Daha önce de farklı bölgelerde mağaraları gezerek, deneyimleme şansım olmuştu. Fakat bu sefer farklı bir macera beni bekliyordu. Küre Dağları Milli Parkı içerisinde yer alan Ilgarini Mağarası, belki de şu zamana kadar yaşadığım en iyi deneyimdi diyebilirim.
Bartın’dan Kastamonu’ya
Sabahın ilk ışıkları ile Bartın’ın Ulus ilçesinin Yukarıdere Köyü’nden yola çıktık. Her macerada olduğu gibi sırt çantama bu yolculuk esnasında ihtiyaç duyabileceğim ekipmanlarımı da aldım. Daha öncesinde, harita üzerinden güzergahı çalıştım ve coğrafyanın yapısına uygun bir yürüyüş yolu belirledim. Tabi bunu ileride daha detaylı bahsedeceğim anlık karşılaştığımız ekstrem durumları hesaba katmadan hazırlamış oldum. Şunu unutmamak lazım ki, ne kadar düzgün ve başarılı bir plan yapmış dahi olsak, anlık gelişen olumsuz durumlar ile karşılaşabiliyoruz. Bu durumlardan kurtulmak içinde daha önceki deneyimlerimiz bize çok iyi bir yol gösterici oluyor.
Uzun bir yol bizi bekliyordu. Aralıksız yürüyüş ile 5 saati bulan yol, aralarda dinlenme ve yemek molası ile ortalama 7 saat sürecek bir yolculuk olacaktı. Göksü Mahallesi’nden ayrıldıktan sonra, bir daha stabilize köy yolu ile karşılaşmadan sadece ormanın içinden seyrederek devam ettik. Altı kişiden oluşan yürüyüş ekibimiz tek sıra halinde Meşe ve Göknar ağaçlarının içerisinden bizi ilk zorlayacak tepe olan Keyfhan mevkine ilerliyordu. En önde daha önceden mağaraya gitmiş bir dostumuz bulunuyordu. Onun dışında bizler için yeni bir deneyimdi aslında bu yolculuk.

### [Veri Satırları]
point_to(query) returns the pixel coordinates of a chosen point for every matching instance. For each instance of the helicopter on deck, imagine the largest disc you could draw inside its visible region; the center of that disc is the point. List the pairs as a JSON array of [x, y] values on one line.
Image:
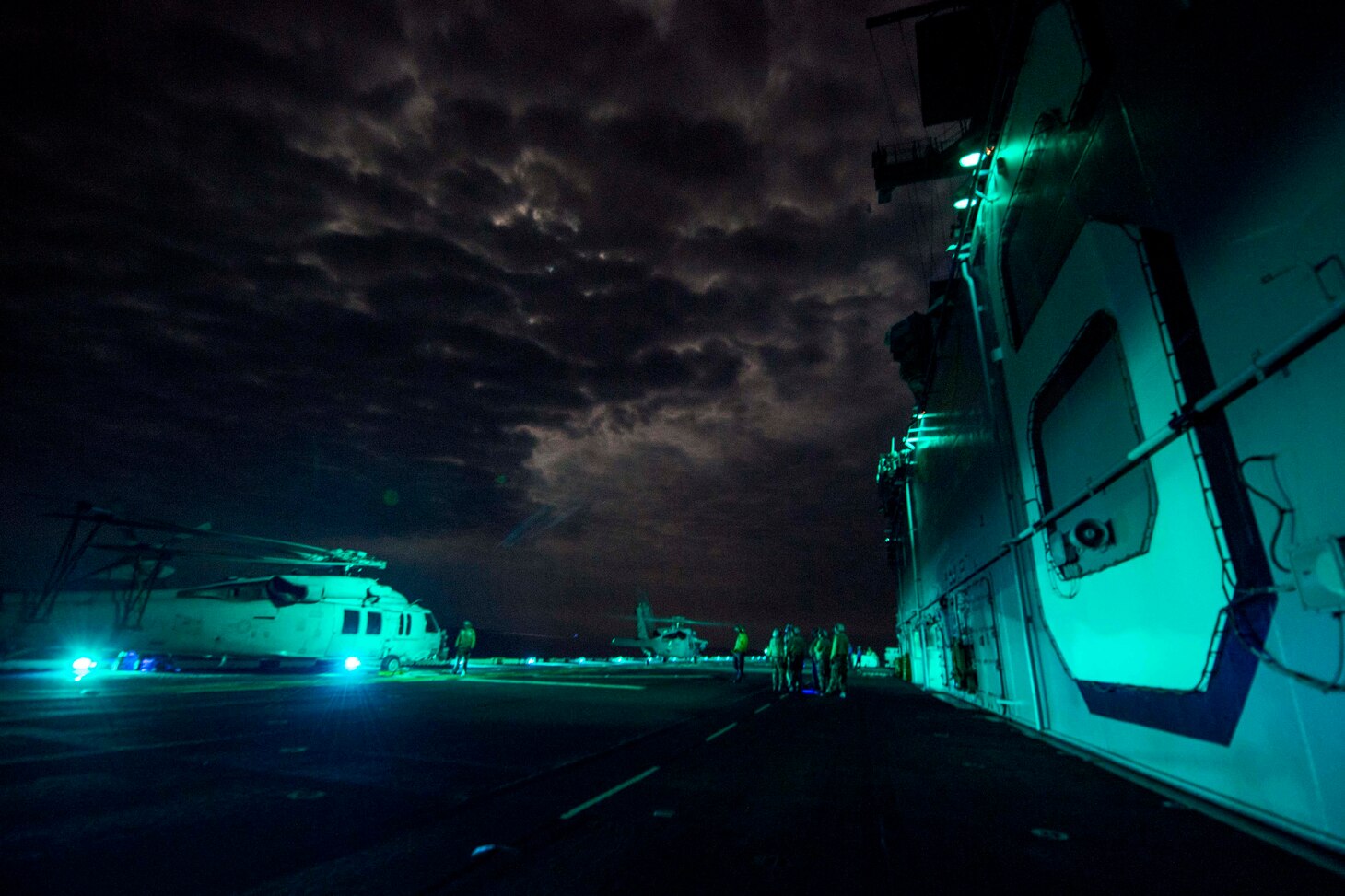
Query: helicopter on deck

### [Belirtilen Amaç 1]
Ilgarini Mağarası yolculuğunu anlatan metni iki cümleyle özetleyiniz.
### [Belirtilen Amaç 2]
Ilgarini Mağarası yolculuğunu anlatan metnin devamını yazınız.

### [Görev Yanıtı 1]
Anlatıcı, daha önce farklı bölgelerde mağaralar gezmiş olsa da Küre Dağları Milli Parkı içindeki Ilgarini Mağarası'nın belki de şimdiye kadar yaşadığı en iyi deneyim olduğunu belirtir. Sabahın ilk ışıklarıyla Bartın'ın Ulus ilçesine bağlı Yukarıdere Köyü'nden yola çıkan altı kişilik ekip, Göksü Mahallesi'nden sonra ormanın içinden, daha önce mağaraya gitmiş bir dostlarının önderliğinde, ortalama 7 saat sürecek yolculukta Keyfhan mevkine doğru ilerler.

### [Görev Yanıtı 2]
İlk mola yerimiz Keyfhan ile ilgili de bilgi vermek istiyorum. Burada, Türklerin Kastamonu bölgesine gelmeden önce varlığını sürdürdüğünü düşündüğümüz bir topluluğa ait yapıları barındırıyor. Zamanla toprak altında kalan bu yapılar, köylü halkın mısır, buğday ekimi sırasında çapalarına takılmış taşlar ile de gün yüzüne çıkmış. Batı Karadeniz bölgesi, M.Ö. Paflagonya adı ile anılıyordu. Bu bölgede Doğu Roma ve Pontus İmparatorluğu öncesinde yaşamış Paflagon halkı yaşıyordu. Uzun zamandır üzerine çalıştığım bir konu olan Paflagonya bölgesi ve yola çıktığımız köyü de içerisine alan Drahna Vadisi ile ilgili birçok kaynağı topluyorum. Bunların sonucunda tam olarak net bir bilgiye ulaşmamak ile, bu bölgede yaşan halkın daha önce Paflagon olan ve zaman içerisinde Hristiyanlığın bölgeye gelmesi ile Hristiyanlık dinini kabul eden bir asimile halk olduğu fikri şu anlık araştırmalarımın sonucu. Daha sonraki süreç içerisinde bu değişebilir.
Keyfhan’da İlk Mola
Keyfhan’da soluklandıktan sonra ara vermeden yaklaşık olarak 2 saat yürüdük. Yol boyunca; eğrelti otları, bizim bölgede kabalak dediğimiz yaklaşık 40 cm’i hatta bazen daha büyüklerinin de olduğu bir bitki yürümemize engel oluyordu. En öndeki rehberimiz bize yolu açarken, bizde kesilen otların üzerinden yolu takip ediyorduk. Yolu yarılamıştık ve bizim o bölgede Eşek Çukuru diye adlandırılmış bir vadide karşımıza orta büyüklükte bir boz ayı çıktı. Daha önce birçok kez boz ayı ile karşılaştığım için ilk bir şok durumunun ardından hemen durumu kavramaya çalıştım. Mevsimin yaz ayları olmasıyla birlikte, boz ayılar genelde serin yerleri tercih ediyorlar. Bizim güzergahımızın üzerinde su yatağı olduğu için muhtemelen dereye inip su ihtiyacını gidermek istemişti.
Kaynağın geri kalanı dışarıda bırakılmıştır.